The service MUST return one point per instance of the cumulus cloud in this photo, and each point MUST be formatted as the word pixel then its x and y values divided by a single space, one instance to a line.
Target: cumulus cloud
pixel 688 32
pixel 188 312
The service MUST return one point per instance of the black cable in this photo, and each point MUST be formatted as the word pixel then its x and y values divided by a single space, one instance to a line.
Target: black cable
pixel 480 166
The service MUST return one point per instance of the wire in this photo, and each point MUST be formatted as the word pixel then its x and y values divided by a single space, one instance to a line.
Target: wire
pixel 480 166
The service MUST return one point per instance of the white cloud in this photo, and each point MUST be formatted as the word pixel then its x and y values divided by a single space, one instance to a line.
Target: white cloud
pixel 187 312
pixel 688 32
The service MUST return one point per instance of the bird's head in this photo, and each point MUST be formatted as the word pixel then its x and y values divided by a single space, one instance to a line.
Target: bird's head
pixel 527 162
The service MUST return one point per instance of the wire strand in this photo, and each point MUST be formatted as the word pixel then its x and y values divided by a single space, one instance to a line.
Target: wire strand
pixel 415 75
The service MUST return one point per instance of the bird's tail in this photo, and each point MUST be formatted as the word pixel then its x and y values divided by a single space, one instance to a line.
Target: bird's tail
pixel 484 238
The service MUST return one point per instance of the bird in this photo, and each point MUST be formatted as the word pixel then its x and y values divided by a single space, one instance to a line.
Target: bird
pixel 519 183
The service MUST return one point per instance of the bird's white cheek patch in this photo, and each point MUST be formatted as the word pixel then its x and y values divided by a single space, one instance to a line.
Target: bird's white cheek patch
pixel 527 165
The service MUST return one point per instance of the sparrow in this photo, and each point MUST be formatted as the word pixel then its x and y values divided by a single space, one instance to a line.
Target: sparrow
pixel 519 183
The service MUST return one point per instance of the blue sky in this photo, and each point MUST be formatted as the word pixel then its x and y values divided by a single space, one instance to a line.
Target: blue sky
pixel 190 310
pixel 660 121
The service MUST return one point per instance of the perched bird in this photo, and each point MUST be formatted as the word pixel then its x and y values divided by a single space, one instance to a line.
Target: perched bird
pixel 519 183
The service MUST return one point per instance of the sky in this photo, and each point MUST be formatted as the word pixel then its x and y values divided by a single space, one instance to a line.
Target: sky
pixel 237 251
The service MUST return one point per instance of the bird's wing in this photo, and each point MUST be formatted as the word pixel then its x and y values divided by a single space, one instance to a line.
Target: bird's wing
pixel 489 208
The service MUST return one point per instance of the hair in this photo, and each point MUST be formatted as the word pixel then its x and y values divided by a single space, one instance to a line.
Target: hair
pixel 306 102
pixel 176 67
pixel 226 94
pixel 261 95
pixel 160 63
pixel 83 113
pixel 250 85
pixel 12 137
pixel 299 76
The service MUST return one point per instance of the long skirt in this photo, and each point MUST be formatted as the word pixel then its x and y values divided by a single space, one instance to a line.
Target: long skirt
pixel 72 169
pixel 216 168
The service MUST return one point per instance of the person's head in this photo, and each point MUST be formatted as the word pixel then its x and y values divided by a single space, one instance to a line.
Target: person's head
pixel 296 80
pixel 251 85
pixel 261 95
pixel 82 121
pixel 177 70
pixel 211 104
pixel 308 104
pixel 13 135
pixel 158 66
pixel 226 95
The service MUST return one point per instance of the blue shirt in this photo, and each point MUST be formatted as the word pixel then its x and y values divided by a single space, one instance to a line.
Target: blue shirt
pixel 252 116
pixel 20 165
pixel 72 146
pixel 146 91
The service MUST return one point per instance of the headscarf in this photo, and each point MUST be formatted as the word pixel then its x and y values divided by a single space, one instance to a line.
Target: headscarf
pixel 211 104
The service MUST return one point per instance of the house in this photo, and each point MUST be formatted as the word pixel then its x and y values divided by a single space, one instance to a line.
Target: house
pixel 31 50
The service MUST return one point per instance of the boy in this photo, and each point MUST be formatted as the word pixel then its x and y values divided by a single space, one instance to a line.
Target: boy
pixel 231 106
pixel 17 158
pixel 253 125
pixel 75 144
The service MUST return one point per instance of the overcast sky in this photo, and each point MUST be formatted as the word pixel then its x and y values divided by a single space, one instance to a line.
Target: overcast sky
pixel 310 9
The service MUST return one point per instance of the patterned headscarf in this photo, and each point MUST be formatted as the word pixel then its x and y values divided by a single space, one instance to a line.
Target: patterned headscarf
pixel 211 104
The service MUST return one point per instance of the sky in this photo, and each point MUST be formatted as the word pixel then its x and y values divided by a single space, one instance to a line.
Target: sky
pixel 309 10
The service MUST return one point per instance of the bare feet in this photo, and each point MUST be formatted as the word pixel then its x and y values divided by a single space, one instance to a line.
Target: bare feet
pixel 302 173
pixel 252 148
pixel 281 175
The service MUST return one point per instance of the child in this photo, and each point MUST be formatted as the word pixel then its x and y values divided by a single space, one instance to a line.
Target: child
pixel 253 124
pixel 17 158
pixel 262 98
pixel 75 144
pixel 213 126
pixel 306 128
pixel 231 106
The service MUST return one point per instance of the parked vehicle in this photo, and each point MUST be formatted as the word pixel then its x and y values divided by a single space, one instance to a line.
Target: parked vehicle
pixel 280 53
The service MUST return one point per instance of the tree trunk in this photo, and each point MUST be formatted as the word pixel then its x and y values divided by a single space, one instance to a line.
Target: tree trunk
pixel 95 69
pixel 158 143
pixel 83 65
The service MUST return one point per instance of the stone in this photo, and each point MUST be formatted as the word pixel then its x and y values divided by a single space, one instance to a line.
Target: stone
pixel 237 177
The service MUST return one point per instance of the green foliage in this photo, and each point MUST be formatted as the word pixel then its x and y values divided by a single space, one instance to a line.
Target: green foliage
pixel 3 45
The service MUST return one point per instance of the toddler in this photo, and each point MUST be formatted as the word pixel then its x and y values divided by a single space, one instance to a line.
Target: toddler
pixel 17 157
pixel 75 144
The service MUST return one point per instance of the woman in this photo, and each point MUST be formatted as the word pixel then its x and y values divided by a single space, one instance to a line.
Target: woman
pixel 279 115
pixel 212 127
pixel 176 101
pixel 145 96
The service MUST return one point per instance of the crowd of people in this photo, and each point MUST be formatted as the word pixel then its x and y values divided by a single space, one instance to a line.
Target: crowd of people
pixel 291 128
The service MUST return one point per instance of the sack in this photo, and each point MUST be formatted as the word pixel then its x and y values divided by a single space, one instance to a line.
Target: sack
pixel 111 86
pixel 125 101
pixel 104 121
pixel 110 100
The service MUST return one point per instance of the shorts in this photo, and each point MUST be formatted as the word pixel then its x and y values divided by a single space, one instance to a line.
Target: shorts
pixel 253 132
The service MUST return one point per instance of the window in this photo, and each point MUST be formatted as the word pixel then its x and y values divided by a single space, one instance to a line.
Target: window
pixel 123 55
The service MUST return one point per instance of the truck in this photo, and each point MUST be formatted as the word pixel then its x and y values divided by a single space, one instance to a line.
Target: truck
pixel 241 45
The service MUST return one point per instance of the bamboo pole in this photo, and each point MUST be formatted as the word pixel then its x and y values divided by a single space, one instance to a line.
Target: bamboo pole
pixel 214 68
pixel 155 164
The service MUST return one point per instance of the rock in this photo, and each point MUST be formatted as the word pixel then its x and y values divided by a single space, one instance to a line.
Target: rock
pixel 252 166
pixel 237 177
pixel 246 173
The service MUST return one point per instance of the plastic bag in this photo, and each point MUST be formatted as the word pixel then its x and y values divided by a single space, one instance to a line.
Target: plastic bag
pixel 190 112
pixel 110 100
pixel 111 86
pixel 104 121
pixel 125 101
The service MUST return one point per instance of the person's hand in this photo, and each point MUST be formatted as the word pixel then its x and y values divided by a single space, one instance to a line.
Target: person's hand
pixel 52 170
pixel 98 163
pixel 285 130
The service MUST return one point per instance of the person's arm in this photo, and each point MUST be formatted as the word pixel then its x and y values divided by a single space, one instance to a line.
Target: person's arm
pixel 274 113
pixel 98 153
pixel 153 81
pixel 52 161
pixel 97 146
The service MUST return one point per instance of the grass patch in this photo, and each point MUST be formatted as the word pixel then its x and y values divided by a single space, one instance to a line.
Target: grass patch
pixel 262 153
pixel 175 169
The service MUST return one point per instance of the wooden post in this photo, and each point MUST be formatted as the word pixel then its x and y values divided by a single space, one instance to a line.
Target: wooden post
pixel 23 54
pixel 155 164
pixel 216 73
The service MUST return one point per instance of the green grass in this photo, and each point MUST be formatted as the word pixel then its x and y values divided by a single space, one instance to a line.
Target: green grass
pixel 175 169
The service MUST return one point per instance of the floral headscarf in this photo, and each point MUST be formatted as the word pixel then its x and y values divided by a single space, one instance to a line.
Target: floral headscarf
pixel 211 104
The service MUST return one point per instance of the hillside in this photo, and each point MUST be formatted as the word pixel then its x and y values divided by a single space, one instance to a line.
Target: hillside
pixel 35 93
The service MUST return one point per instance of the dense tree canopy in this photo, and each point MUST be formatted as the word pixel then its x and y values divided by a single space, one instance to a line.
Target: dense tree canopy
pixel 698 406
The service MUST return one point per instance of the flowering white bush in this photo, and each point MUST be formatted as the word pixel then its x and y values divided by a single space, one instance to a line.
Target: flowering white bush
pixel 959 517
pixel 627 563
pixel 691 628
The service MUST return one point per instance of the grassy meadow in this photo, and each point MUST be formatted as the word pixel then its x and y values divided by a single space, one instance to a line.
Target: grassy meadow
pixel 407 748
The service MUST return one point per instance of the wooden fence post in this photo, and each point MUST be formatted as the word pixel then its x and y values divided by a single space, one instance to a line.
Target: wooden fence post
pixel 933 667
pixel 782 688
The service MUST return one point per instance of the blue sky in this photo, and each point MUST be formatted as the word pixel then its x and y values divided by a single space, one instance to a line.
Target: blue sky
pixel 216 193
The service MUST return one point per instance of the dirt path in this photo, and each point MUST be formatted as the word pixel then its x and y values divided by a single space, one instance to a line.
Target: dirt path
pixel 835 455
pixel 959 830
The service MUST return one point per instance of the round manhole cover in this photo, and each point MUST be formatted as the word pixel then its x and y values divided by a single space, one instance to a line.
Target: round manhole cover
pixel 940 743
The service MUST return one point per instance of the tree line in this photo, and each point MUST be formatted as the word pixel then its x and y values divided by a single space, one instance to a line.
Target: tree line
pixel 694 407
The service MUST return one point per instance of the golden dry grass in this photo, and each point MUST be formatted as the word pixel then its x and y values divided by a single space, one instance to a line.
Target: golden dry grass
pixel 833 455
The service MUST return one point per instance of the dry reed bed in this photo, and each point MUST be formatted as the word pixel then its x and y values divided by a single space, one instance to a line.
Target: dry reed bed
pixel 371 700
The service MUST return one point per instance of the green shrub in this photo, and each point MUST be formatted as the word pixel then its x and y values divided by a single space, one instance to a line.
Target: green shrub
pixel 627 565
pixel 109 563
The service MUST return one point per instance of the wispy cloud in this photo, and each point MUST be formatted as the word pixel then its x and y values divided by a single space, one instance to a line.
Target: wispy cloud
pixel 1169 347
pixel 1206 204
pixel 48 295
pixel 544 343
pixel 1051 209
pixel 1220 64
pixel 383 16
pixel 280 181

* [TASK DESCRIPTION]
Would you copy out exactly the lines above that start at the one containing "The service MUST return one point per instance of the parked" and end at the one containing "the tree trunk", inclusive?

* [YOUR SOLUTION]
The service MUST return one point per instance of the parked vehicle in this photo, and each point MUST be formatted as the word pixel then its x and y values divided by a single space, one instance to a line.
Target: parked vehicle
pixel 280 53
The service MUST return one point per instance of the tree trunk in this photo, and each point MUST be formatted as the word pixel then its x and y values divided by a single space, one instance to a line.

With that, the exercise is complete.